Text block -
---------------
Keeping data up to date¶
The Opendatasoft platform makes it possible, in the very same data catalog, to handle completely static datasets (which need to be published only once) and live datasets (which need to be regularly updated).
Two different mechanisms are made available to handle datasets refresh:
Scheduling consists of having a dataset being automatically republished at fixed intervals. This mode is most useful for datasets with a remote resource that is regularly updated.
Pushing realtime data on the Opendatasoft platform using a dedicated API endpoint. This mode is most useful when the data can be sent directly by the system that produces the data points, such as a computer program sending event metrics or a set of sensors sending their readings.
Using scheduling to keep a dataset up to date¶
Note
The availability of this feature depends on the license of the Opendatasoft domain.
Datasets can be automatically republished at fixed intervals.
This solution is the easiest to implement. It does not require any development, only a remote source and some settings in the dataset configuration.
Adding a remote source¶
To schedule a dataset, you need to add a remote source, specified as a URL (HTTP or FTP) to a file or configure a remote service. For more information, see Retrieving a file and Configuring a remote service.
Specifying scheduling interval¶
Once you saved a dataset with a remote source, the Scheduling tab is activated:

From this tab, you can add as many schedules as you want. For example, if it fits your needs, you could decide to schedule a dataset to be reprocessed every Monday morning and every Wednesday afternoon.
By default, the minimum scheduling interval is the day. Please contact Opendatasoft's support if you need minute-level scheduling on your domain.
Important
Schedules are defined to run in the timezone of Paris, France:
In standard time, schedules run on GMT+1 (Central European Time).
In the summer months, schedules run on GMT+2 (Central European Summer Time).
Pushing realtime data¶
Note
The availability of this feature depends on the license of the Opendatasoft domain.
For some types of data, it can be helpful to push data instead of the more traditional model of having the data being pulled from a resource by the platform. To address this need, the Opendatasoft platform offers a realtime push API.
It is not to be confused with the ability to schedule a dataset processing. When scheduling, the dataset will periodically pull the resource and process the data inside it. In contrast, with the push API, the dataset is fed by an application through a push API, and records are processed one by one as soon as they are received.
Configuring the dataset schema¶
In Catalog > Datasets, click on the New dataset button.
In the wizard that opens, select Realtime under the Configure a remote service section.
---------------
The task -
According to the page on keeping Opendatasoft data up to date, what is the default minimum scheduling interval?
---------------
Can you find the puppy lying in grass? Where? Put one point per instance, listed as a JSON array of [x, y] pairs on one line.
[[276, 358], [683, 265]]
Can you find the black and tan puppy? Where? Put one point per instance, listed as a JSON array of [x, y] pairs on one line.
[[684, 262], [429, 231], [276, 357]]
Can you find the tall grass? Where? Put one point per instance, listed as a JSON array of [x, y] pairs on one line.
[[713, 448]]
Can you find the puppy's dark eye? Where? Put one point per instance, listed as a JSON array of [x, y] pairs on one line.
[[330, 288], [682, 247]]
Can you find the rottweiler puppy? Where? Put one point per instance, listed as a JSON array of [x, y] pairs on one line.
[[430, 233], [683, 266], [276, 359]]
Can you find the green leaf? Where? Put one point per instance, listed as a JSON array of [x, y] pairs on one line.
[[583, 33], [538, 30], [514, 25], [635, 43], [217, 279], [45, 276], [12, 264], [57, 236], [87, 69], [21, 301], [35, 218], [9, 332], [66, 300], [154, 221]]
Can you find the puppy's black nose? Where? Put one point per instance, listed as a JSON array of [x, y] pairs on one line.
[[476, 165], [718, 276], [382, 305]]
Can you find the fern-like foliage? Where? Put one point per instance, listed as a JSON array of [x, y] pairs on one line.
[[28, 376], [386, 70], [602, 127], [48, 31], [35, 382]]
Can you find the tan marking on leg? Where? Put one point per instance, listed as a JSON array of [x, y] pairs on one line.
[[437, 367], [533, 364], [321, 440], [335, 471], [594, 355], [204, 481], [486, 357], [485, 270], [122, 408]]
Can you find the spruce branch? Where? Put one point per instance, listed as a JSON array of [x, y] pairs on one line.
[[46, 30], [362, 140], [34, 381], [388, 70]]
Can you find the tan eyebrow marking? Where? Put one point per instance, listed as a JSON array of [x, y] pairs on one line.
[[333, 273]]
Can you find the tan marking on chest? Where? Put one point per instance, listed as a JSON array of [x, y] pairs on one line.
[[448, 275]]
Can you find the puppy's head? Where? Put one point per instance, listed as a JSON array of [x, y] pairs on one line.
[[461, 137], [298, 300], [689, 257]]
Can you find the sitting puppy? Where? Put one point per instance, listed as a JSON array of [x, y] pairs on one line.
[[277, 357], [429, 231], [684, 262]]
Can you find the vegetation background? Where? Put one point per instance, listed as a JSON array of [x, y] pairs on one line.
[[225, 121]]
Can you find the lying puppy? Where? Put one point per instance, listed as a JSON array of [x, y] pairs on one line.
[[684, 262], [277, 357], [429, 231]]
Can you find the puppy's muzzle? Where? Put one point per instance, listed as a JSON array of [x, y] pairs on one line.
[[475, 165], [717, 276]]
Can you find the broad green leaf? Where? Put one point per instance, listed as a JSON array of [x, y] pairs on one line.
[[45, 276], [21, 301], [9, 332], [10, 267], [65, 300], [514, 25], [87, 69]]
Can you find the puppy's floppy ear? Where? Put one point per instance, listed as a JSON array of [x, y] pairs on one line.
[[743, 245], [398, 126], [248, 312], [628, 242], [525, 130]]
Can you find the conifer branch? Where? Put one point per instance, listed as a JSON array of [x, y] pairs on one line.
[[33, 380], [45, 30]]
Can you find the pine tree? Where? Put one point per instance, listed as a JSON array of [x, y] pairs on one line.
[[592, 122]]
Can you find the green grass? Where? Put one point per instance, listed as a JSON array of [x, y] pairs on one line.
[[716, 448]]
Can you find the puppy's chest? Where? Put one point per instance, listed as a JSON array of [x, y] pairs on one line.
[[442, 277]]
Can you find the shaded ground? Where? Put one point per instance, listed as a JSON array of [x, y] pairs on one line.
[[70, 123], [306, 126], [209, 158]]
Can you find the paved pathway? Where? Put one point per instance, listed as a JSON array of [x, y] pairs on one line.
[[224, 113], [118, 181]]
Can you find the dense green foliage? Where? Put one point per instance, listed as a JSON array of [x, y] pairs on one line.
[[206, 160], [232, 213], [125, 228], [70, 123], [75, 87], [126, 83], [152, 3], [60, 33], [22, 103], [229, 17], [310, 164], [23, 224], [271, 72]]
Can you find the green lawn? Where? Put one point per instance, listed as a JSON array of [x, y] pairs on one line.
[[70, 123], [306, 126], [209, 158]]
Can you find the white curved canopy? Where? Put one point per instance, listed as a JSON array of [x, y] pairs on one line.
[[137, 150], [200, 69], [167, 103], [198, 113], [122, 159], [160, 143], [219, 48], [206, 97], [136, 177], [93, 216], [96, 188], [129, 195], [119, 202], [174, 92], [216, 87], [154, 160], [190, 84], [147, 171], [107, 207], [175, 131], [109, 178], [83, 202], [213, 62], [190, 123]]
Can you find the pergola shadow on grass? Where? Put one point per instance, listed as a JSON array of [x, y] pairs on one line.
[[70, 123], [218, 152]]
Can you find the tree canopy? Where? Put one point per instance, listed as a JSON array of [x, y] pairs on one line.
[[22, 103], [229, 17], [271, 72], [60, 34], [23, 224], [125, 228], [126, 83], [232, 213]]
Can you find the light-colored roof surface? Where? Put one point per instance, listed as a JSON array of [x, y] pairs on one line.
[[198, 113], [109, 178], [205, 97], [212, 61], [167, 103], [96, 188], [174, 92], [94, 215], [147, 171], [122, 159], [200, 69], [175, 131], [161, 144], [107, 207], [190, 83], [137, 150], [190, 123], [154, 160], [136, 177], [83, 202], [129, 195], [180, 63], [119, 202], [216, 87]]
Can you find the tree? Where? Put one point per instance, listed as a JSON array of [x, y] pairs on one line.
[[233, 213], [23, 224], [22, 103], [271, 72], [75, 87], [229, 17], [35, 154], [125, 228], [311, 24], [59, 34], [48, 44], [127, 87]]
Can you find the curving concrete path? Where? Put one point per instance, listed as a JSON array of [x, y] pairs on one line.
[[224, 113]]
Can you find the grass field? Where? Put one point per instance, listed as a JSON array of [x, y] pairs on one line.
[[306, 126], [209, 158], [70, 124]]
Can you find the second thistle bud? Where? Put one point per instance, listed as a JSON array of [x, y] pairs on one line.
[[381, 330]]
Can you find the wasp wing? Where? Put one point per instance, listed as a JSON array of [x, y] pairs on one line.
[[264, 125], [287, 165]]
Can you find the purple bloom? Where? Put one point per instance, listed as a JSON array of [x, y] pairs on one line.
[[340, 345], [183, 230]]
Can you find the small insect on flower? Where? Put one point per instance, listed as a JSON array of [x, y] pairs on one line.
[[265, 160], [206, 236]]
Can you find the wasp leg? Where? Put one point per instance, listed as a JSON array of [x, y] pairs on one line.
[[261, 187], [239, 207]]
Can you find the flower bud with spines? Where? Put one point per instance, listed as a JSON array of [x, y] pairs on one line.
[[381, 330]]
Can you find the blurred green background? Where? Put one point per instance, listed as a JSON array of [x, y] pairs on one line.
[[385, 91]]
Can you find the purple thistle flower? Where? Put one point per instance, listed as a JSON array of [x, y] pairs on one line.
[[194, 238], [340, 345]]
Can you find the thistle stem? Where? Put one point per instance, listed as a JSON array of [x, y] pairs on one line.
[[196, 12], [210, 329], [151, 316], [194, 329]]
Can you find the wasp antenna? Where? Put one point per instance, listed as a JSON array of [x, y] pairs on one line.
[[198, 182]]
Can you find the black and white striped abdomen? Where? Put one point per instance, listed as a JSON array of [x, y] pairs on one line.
---------------
Complete answer -
The day.